(Annotated photo localization data)
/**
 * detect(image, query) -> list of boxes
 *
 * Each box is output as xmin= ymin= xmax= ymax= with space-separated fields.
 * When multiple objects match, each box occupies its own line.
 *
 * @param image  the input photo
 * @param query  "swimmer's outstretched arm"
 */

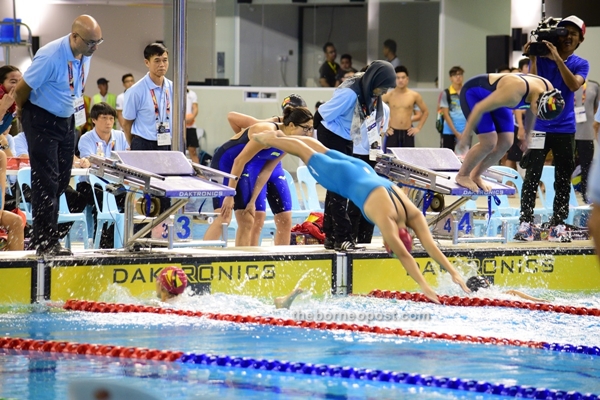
xmin=227 ymin=112 xmax=280 ymax=134
xmin=404 ymin=200 xmax=470 ymax=294
xmin=274 ymin=288 xmax=304 ymax=309
xmin=254 ymin=133 xmax=325 ymax=164
xmin=370 ymin=210 xmax=441 ymax=304
xmin=504 ymin=289 xmax=549 ymax=303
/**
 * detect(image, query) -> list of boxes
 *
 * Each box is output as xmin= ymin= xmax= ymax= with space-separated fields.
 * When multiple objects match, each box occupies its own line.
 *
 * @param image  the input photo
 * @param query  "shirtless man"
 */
xmin=382 ymin=66 xmax=429 ymax=149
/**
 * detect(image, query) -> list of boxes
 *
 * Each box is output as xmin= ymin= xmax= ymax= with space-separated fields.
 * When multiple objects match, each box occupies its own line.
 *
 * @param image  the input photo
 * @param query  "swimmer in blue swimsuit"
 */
xmin=455 ymin=73 xmax=565 ymax=193
xmin=226 ymin=94 xmax=308 ymax=246
xmin=204 ymin=106 xmax=313 ymax=246
xmin=252 ymin=133 xmax=471 ymax=304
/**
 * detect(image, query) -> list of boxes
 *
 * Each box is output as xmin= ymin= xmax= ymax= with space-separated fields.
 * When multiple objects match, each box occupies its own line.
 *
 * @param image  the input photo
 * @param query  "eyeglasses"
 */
xmin=299 ymin=124 xmax=314 ymax=133
xmin=76 ymin=33 xmax=104 ymax=48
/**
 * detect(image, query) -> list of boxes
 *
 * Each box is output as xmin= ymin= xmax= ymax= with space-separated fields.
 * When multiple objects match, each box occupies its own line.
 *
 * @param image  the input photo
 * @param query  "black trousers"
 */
xmin=576 ymin=139 xmax=594 ymax=204
xmin=520 ymin=133 xmax=574 ymax=226
xmin=22 ymin=101 xmax=75 ymax=251
xmin=347 ymin=153 xmax=376 ymax=243
xmin=316 ymin=117 xmax=353 ymax=243
xmin=440 ymin=134 xmax=456 ymax=151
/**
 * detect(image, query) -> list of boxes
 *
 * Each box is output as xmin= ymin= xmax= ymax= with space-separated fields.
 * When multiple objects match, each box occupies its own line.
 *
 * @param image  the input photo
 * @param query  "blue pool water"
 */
xmin=1 ymin=288 xmax=599 ymax=399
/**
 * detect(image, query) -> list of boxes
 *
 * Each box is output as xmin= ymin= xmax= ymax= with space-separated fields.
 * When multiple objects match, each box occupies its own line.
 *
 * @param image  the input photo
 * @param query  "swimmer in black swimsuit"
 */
xmin=455 ymin=73 xmax=565 ymax=193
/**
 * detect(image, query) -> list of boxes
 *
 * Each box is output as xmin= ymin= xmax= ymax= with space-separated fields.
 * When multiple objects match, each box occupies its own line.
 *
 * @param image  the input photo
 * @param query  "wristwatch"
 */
xmin=0 ymin=144 xmax=6 ymax=150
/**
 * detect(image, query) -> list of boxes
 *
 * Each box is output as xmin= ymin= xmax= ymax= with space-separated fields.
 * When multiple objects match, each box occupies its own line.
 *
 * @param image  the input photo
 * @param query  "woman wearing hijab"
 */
xmin=315 ymin=60 xmax=396 ymax=251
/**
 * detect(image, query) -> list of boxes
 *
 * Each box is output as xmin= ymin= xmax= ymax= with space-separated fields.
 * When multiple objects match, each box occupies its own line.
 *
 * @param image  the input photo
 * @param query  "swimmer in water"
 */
xmin=157 ymin=265 xmax=304 ymax=309
xmin=466 ymin=276 xmax=549 ymax=303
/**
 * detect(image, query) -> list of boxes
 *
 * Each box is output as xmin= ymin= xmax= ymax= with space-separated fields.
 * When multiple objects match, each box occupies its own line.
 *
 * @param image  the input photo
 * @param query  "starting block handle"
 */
xmin=192 ymin=162 xmax=238 ymax=181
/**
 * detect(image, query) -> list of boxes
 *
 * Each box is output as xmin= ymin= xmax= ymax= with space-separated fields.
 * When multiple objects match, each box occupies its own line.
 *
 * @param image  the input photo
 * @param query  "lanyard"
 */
xmin=327 ymin=61 xmax=337 ymax=74
xmin=67 ymin=61 xmax=85 ymax=97
xmin=150 ymin=88 xmax=170 ymax=123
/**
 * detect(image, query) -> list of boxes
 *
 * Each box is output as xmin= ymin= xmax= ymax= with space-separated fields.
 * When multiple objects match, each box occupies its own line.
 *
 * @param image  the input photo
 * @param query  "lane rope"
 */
xmin=63 ymin=300 xmax=600 ymax=357
xmin=366 ymin=290 xmax=600 ymax=317
xmin=0 ymin=336 xmax=595 ymax=399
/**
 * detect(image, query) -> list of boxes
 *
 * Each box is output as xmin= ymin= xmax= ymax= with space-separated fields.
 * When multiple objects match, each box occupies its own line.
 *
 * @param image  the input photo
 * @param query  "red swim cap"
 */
xmin=158 ymin=266 xmax=188 ymax=295
xmin=384 ymin=228 xmax=413 ymax=256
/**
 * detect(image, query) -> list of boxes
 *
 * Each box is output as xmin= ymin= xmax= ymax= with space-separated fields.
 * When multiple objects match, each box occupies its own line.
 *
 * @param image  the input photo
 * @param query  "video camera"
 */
xmin=528 ymin=17 xmax=567 ymax=56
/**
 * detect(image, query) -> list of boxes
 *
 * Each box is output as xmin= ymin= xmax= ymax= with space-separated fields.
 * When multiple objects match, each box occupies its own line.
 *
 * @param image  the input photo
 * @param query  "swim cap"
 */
xmin=158 ymin=266 xmax=188 ymax=295
xmin=536 ymin=89 xmax=565 ymax=121
xmin=281 ymin=94 xmax=307 ymax=111
xmin=466 ymin=276 xmax=490 ymax=292
xmin=384 ymin=228 xmax=413 ymax=256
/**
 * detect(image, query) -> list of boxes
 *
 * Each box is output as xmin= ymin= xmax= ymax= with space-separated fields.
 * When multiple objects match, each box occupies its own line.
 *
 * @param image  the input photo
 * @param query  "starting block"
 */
xmin=375 ymin=148 xmax=516 ymax=244
xmin=88 ymin=151 xmax=236 ymax=251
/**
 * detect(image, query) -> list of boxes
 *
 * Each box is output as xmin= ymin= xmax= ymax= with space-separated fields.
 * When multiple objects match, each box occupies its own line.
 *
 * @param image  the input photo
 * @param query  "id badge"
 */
xmin=157 ymin=133 xmax=171 ymax=146
xmin=73 ymin=97 xmax=86 ymax=127
xmin=529 ymin=130 xmax=546 ymax=150
xmin=575 ymin=106 xmax=587 ymax=123
xmin=365 ymin=114 xmax=380 ymax=145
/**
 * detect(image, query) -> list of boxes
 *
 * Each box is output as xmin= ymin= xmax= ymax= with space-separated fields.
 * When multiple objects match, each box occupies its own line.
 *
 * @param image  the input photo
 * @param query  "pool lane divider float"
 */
xmin=63 ymin=300 xmax=600 ymax=357
xmin=366 ymin=290 xmax=600 ymax=317
xmin=0 ymin=337 xmax=597 ymax=399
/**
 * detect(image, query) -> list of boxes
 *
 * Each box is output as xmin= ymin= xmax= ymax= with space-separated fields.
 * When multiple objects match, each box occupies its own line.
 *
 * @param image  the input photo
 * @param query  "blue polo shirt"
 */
xmin=23 ymin=34 xmax=91 ymax=118
xmin=534 ymin=55 xmax=589 ymax=134
xmin=122 ymin=73 xmax=173 ymax=141
xmin=318 ymin=88 xmax=356 ymax=141
xmin=78 ymin=128 xmax=129 ymax=183
xmin=13 ymin=132 xmax=28 ymax=157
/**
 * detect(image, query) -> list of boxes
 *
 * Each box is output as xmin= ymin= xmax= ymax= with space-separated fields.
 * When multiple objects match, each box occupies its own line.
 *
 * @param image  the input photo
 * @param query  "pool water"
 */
xmin=1 ymin=287 xmax=599 ymax=399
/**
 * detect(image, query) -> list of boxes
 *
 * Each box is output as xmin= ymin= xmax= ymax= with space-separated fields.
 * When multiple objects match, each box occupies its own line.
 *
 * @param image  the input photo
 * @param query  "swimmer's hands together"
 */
xmin=220 ymin=196 xmax=234 ymax=220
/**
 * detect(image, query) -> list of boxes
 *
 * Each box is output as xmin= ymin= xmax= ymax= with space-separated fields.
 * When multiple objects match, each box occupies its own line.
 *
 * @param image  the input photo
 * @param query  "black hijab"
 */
xmin=338 ymin=60 xmax=396 ymax=141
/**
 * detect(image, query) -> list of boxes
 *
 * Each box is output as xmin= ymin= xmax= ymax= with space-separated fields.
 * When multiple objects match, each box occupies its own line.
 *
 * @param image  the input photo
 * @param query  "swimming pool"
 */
xmin=1 ymin=288 xmax=599 ymax=399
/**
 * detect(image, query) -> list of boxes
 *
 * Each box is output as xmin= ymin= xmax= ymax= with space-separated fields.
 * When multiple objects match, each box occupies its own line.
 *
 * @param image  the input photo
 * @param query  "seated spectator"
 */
xmin=0 ymin=150 xmax=24 ymax=250
xmin=78 ymin=102 xmax=129 ymax=247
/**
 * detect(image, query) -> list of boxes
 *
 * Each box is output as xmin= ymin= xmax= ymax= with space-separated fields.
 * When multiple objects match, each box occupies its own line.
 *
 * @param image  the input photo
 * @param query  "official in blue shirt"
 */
xmin=15 ymin=15 xmax=103 ymax=256
xmin=516 ymin=15 xmax=589 ymax=243
xmin=77 ymin=102 xmax=129 ymax=248
xmin=315 ymin=60 xmax=395 ymax=251
xmin=122 ymin=43 xmax=173 ymax=151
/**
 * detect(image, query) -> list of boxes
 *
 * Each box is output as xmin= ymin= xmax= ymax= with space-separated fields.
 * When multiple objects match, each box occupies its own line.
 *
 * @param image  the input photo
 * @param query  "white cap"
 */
xmin=558 ymin=16 xmax=586 ymax=37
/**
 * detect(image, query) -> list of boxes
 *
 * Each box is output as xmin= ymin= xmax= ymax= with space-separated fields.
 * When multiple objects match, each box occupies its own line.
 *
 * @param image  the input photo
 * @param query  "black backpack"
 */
xmin=435 ymin=89 xmax=452 ymax=134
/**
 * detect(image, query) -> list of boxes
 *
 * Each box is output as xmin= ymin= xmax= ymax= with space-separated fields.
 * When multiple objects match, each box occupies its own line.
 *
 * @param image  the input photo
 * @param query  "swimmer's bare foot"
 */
xmin=471 ymin=175 xmax=492 ymax=193
xmin=253 ymin=131 xmax=279 ymax=146
xmin=455 ymin=174 xmax=480 ymax=193
xmin=274 ymin=288 xmax=304 ymax=309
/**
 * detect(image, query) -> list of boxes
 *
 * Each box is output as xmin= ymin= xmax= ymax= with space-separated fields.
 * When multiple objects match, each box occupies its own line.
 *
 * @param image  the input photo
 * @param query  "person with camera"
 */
xmin=515 ymin=16 xmax=589 ymax=242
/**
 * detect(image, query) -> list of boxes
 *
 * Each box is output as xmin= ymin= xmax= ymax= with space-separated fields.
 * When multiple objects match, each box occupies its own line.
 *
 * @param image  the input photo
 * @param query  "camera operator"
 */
xmin=515 ymin=16 xmax=589 ymax=243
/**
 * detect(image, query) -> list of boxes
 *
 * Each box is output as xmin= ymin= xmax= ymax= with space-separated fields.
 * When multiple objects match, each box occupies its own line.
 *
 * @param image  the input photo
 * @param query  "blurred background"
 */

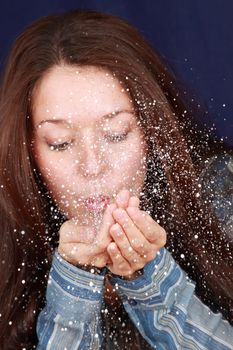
xmin=1 ymin=0 xmax=232 ymax=144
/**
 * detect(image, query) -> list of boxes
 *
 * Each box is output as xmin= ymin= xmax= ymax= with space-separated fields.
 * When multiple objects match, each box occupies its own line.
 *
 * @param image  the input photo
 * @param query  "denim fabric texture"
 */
xmin=36 ymin=154 xmax=233 ymax=350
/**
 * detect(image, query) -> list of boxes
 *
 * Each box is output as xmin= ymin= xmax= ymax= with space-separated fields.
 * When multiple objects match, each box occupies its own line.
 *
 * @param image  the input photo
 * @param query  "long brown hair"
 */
xmin=0 ymin=9 xmax=232 ymax=349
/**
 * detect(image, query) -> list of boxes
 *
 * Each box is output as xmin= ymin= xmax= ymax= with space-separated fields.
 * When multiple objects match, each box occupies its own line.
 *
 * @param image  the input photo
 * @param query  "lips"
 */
xmin=84 ymin=195 xmax=111 ymax=212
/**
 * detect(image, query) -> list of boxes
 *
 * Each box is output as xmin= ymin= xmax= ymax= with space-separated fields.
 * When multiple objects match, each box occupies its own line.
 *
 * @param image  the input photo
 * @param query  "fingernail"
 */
xmin=111 ymin=223 xmax=123 ymax=236
xmin=113 ymin=208 xmax=126 ymax=219
xmin=126 ymin=207 xmax=138 ymax=217
xmin=107 ymin=203 xmax=117 ymax=214
xmin=116 ymin=189 xmax=129 ymax=203
xmin=129 ymin=196 xmax=140 ymax=207
xmin=109 ymin=242 xmax=116 ymax=251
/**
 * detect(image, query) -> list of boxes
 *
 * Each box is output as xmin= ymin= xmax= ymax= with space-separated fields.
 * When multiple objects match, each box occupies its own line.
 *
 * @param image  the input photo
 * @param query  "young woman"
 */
xmin=0 ymin=9 xmax=232 ymax=350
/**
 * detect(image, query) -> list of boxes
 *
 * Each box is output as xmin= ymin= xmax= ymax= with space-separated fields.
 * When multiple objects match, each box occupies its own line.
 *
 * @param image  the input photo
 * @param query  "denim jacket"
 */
xmin=36 ymin=154 xmax=233 ymax=350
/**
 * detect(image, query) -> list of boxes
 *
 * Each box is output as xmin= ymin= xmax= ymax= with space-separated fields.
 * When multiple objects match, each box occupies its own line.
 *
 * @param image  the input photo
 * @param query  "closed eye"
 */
xmin=104 ymin=132 xmax=129 ymax=143
xmin=48 ymin=141 xmax=72 ymax=151
xmin=47 ymin=132 xmax=129 ymax=150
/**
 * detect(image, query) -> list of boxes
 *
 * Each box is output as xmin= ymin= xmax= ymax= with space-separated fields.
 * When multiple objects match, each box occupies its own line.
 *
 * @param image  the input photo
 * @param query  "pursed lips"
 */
xmin=83 ymin=195 xmax=111 ymax=212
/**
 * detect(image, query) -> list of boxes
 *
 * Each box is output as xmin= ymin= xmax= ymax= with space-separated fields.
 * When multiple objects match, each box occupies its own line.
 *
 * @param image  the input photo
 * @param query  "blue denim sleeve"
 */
xmin=36 ymin=251 xmax=105 ymax=350
xmin=110 ymin=248 xmax=233 ymax=350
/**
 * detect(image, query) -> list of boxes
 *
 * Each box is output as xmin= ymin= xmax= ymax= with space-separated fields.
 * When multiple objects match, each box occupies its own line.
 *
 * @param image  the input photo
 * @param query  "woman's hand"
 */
xmin=58 ymin=189 xmax=167 ymax=277
xmin=106 ymin=190 xmax=167 ymax=279
xmin=58 ymin=203 xmax=116 ymax=268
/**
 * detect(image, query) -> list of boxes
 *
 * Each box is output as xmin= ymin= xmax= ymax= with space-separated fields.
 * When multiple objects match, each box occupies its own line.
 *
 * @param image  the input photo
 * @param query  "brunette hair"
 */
xmin=0 ymin=9 xmax=232 ymax=349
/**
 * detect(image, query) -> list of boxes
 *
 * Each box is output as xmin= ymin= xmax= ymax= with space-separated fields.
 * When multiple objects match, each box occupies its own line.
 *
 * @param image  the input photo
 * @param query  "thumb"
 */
xmin=94 ymin=203 xmax=117 ymax=246
xmin=59 ymin=219 xmax=96 ymax=244
xmin=128 ymin=195 xmax=140 ymax=207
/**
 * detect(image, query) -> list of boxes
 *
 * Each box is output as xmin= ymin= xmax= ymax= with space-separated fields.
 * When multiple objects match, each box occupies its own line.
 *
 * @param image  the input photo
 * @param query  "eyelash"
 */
xmin=48 ymin=141 xmax=72 ymax=151
xmin=104 ymin=132 xmax=129 ymax=143
xmin=48 ymin=132 xmax=129 ymax=151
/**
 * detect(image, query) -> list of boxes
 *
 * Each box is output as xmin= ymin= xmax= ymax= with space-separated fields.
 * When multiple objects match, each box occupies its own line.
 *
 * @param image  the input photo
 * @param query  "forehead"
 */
xmin=32 ymin=65 xmax=133 ymax=128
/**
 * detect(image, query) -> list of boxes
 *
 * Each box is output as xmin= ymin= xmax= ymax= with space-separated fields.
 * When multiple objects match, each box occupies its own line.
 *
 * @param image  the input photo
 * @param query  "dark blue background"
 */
xmin=1 ymin=0 xmax=232 ymax=144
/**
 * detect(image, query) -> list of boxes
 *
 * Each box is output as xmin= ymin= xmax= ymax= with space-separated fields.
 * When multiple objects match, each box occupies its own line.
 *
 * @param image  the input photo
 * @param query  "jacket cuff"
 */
xmin=45 ymin=251 xmax=105 ymax=321
xmin=109 ymin=248 xmax=185 ymax=307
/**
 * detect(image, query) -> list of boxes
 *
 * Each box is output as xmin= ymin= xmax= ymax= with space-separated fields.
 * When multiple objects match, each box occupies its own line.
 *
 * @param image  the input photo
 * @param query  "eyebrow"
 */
xmin=35 ymin=109 xmax=134 ymax=130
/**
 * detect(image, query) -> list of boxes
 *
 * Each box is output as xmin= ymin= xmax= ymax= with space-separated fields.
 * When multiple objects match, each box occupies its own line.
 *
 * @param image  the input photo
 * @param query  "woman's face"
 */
xmin=32 ymin=65 xmax=147 ymax=225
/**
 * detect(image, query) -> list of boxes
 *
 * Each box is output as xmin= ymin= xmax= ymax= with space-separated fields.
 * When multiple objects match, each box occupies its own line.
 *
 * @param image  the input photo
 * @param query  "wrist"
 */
xmin=56 ymin=249 xmax=107 ymax=276
xmin=76 ymin=263 xmax=107 ymax=276
xmin=122 ymin=269 xmax=143 ymax=280
xmin=108 ymin=268 xmax=143 ymax=280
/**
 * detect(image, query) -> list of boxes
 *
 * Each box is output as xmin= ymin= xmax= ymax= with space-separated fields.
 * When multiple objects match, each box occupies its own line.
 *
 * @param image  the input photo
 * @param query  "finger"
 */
xmin=128 ymin=196 xmax=140 ymax=207
xmin=115 ymin=189 xmax=130 ymax=208
xmin=58 ymin=241 xmax=109 ymax=267
xmin=90 ymin=252 xmax=110 ymax=268
xmin=126 ymin=207 xmax=167 ymax=246
xmin=107 ymin=242 xmax=132 ymax=275
xmin=59 ymin=220 xmax=95 ymax=244
xmin=112 ymin=209 xmax=151 ymax=255
xmin=94 ymin=203 xmax=117 ymax=250
xmin=109 ymin=223 xmax=145 ymax=268
xmin=58 ymin=242 xmax=89 ymax=265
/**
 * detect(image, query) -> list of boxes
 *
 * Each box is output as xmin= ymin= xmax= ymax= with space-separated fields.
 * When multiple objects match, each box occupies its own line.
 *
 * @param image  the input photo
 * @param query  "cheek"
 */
xmin=109 ymin=140 xmax=147 ymax=186
xmin=33 ymin=144 xmax=73 ymax=193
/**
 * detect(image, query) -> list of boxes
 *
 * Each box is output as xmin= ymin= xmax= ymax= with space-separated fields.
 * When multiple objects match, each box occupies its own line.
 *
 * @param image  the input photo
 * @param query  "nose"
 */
xmin=77 ymin=134 xmax=107 ymax=178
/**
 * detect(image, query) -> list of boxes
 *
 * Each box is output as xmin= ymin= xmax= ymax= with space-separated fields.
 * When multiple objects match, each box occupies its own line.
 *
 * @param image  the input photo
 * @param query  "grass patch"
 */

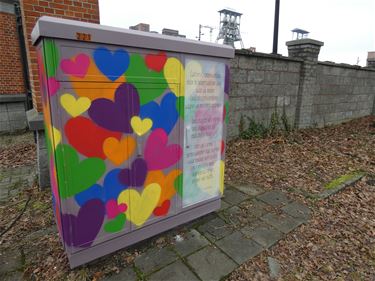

» **Instructions for the task**: Find all lines holding the word "water" in the records above and copy them.

» **Answer to the exercise**:
 * @param query  "blue pool water"
 * @param query  "swimmer in water"
 * @param query  "pool water"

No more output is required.